Provided passage »
>> begin

That would only be true ... if they actually had product. They really don't (anymore). All they have is a trademark. "Their own product" was sold off to Stingray almost 10 years ago.

And as far as "reasonable numbers" or anything else like that is concerned, one only has had to be in the business for a substantial time to "know" what numbers really represent. People like Lonnie, Harryoke, Cueball who have been around this for 20 or more years.

Back in 1997, with the advent of Goldenhawk cd duplication software and "Disc Juggler", I suggested (more than once) that manufacturer's should boost the price of their products to put them out of range of home users thereby ensure that the product went only to professionals (with other requirements and restrictions too). That idea was shot down pretty darn quick and for a good (economic) reason.

>> end

Extract the words of the passage starting at "And as far as" and ending at "or more years.". The rows are separate material and are not part of the passage.

Given information »
>> begin

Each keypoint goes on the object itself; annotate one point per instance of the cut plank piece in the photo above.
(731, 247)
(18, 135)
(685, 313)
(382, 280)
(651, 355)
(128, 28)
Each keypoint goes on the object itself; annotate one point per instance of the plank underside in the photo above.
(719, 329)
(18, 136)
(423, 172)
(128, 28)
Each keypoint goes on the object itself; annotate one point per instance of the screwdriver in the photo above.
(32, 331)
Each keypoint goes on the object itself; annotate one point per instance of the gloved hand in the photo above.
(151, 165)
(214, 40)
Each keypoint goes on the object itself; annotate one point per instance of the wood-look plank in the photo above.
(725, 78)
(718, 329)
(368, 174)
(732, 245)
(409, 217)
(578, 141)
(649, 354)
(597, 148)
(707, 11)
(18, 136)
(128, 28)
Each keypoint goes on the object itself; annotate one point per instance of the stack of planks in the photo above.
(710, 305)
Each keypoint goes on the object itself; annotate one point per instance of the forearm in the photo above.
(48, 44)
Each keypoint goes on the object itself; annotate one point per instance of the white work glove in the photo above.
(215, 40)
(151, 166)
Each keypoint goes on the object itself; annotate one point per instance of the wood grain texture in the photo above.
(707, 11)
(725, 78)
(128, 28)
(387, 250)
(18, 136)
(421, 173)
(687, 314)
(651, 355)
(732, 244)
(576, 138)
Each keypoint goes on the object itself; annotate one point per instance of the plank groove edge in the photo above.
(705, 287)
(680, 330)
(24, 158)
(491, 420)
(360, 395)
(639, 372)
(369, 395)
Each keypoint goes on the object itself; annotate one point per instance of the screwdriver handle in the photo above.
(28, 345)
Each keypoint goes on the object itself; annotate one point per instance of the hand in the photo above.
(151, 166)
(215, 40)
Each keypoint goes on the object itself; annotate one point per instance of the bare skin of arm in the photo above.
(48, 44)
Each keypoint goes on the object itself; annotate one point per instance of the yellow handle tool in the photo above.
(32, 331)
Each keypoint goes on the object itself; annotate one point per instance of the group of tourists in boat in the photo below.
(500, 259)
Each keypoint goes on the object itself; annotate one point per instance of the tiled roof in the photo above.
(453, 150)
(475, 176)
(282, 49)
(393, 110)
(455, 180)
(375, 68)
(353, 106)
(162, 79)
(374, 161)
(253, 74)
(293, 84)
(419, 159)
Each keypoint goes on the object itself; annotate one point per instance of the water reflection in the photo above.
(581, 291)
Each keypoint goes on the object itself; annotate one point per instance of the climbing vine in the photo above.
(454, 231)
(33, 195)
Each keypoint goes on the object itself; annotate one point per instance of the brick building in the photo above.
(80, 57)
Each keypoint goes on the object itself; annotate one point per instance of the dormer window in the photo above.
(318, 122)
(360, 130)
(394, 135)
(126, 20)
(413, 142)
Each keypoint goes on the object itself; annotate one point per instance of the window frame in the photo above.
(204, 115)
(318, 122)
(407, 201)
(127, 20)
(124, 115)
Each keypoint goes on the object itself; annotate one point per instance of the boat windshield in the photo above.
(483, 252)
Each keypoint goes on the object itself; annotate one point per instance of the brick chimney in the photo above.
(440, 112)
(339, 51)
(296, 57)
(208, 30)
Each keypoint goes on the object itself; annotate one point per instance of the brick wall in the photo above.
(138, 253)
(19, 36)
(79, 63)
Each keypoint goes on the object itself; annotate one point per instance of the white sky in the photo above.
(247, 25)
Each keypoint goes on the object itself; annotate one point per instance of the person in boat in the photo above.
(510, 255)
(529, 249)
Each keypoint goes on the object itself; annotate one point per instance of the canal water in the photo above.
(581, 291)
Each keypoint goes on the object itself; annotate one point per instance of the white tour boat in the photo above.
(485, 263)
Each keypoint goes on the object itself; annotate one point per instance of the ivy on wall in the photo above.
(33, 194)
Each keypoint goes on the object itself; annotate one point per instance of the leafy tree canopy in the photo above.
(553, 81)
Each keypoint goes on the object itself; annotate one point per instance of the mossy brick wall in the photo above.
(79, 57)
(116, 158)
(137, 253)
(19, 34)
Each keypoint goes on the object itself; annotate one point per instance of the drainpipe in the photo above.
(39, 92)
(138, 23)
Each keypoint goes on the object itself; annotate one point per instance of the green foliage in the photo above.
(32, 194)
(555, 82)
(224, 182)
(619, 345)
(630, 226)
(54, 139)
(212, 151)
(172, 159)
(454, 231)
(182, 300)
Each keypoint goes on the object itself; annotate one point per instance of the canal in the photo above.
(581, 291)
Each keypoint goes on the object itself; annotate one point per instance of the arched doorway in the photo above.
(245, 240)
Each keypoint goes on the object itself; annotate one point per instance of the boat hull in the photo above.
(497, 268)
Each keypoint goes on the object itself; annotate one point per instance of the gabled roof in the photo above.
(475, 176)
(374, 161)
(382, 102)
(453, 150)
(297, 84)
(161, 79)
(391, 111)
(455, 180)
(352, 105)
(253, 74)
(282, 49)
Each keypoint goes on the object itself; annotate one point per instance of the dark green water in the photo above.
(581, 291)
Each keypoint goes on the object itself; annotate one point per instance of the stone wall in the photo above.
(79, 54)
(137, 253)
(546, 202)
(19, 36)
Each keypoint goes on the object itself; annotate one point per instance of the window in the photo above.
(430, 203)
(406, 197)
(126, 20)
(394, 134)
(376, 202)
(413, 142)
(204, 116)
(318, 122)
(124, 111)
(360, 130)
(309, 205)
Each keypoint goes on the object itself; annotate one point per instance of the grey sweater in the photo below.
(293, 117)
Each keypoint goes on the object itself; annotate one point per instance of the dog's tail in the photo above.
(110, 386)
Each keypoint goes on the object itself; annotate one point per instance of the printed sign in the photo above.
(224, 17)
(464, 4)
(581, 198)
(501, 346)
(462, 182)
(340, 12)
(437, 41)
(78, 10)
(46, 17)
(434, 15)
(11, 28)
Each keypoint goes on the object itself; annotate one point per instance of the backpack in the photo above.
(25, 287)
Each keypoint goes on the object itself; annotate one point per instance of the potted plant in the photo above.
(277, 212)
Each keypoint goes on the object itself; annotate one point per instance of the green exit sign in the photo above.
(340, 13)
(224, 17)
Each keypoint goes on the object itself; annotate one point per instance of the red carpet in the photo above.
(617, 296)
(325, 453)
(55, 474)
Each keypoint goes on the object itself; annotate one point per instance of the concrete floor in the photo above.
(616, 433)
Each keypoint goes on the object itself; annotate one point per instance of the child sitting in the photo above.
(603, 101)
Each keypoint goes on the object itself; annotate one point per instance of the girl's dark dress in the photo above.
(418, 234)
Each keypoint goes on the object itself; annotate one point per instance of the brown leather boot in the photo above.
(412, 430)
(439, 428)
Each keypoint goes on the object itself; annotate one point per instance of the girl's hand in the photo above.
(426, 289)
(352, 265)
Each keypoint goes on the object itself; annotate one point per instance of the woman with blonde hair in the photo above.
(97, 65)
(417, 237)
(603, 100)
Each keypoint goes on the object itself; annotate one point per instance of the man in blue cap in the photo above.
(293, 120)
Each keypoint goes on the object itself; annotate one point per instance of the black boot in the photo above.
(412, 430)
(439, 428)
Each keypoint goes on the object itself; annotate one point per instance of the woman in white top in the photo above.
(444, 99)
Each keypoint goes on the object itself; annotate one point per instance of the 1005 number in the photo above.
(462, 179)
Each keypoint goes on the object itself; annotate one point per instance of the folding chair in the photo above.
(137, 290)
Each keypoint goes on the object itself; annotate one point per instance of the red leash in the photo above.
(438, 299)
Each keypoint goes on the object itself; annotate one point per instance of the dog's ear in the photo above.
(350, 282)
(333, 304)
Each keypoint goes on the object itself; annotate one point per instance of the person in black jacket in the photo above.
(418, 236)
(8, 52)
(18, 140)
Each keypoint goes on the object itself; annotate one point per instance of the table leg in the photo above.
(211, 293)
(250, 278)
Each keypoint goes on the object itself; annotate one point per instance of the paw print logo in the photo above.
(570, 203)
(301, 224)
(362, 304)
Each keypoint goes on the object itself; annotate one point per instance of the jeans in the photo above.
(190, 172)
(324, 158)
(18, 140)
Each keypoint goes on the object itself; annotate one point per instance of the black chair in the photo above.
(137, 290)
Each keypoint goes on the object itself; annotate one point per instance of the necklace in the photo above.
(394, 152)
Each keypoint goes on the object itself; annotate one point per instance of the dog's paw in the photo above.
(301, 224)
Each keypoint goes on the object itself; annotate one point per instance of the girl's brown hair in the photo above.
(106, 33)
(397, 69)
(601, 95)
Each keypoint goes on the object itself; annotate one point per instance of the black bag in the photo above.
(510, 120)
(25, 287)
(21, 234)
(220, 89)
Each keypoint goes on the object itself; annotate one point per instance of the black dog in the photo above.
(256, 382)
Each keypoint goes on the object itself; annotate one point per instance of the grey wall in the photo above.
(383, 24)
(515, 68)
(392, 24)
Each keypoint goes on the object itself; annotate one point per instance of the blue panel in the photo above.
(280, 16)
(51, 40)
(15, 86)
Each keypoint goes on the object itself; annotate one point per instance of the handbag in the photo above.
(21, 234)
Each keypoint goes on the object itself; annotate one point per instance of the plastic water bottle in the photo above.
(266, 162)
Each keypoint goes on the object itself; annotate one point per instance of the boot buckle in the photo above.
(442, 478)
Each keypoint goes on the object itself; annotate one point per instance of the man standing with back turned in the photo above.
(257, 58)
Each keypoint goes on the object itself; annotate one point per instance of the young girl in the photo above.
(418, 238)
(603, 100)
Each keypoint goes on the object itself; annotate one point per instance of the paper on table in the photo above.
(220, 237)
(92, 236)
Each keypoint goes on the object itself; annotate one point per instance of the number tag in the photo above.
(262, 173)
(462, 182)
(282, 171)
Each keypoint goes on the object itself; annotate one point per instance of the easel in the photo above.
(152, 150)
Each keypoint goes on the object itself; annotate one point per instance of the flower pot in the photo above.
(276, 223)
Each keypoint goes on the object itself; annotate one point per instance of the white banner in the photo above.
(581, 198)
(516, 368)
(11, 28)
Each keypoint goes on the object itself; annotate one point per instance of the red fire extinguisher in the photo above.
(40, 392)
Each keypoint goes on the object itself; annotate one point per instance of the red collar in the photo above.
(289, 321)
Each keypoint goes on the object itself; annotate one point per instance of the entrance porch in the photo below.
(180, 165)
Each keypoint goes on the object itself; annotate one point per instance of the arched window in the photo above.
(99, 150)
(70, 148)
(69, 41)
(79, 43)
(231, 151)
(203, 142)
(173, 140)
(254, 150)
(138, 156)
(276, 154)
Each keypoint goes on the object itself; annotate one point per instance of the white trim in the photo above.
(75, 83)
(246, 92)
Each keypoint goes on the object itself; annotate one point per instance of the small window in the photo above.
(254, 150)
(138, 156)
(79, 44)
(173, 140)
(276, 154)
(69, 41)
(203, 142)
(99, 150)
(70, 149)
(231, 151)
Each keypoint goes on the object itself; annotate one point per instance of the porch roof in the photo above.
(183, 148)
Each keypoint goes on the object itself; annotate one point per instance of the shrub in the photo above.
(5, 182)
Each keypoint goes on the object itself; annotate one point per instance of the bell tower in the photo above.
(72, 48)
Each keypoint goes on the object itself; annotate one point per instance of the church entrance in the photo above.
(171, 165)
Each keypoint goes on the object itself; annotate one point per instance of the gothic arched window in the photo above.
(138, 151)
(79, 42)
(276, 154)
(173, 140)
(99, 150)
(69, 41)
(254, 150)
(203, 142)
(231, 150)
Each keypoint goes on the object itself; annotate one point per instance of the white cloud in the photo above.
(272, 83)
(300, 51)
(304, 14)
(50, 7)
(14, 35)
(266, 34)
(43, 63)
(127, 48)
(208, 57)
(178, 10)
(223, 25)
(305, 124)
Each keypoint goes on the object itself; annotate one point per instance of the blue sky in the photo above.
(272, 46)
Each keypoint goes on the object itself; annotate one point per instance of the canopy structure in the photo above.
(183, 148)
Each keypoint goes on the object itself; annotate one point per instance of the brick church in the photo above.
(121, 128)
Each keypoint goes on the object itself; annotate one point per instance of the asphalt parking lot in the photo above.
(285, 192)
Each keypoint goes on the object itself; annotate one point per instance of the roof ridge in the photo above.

>> end

Result of the task »
And as far as "reasonable numbers" or anything else like that is concerned, one only has had to be in the business for a substantial time to "know" what numbers really represent. People like Lonnie, Harryoke, Cueball who have been around this for 20 or more years.